▸ **RECORDS SUPPLIED**

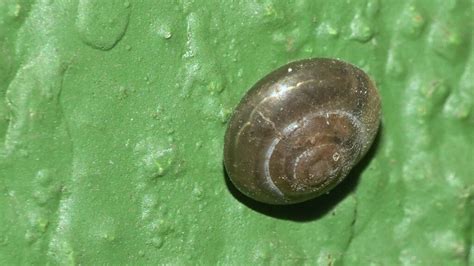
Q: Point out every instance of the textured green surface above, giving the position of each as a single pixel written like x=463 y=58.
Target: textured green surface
x=112 y=119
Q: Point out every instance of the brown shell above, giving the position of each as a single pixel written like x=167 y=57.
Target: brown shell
x=299 y=131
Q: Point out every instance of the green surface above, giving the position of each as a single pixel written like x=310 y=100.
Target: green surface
x=112 y=118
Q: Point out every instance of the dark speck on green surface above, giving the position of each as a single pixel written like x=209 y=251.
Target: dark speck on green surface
x=112 y=117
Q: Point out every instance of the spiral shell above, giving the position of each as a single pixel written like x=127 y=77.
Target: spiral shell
x=299 y=131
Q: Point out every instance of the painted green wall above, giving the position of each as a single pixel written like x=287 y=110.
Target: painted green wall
x=112 y=117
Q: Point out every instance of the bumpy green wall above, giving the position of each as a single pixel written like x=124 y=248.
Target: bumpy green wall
x=112 y=117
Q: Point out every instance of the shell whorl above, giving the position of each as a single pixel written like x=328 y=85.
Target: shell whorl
x=299 y=131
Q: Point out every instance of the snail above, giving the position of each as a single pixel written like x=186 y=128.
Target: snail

▸ **WORK TO COMPLETE**
Set out the records as a Markdown table with the columns Row and Text, starting at the beginning of the records and ending at the line that contains "x=112 y=119", with one numbered row per line and no blank lines. Leave the pictures out of the table.

▸ **ANSWER TO THIS TASK**
| Row | Text |
|---|---|
| 1 | Q: Point out every instance of the textured green surface above, giving the position of each as a single pixel written like x=463 y=58. |
| 2 | Target: textured green surface |
| 3 | x=112 y=119 |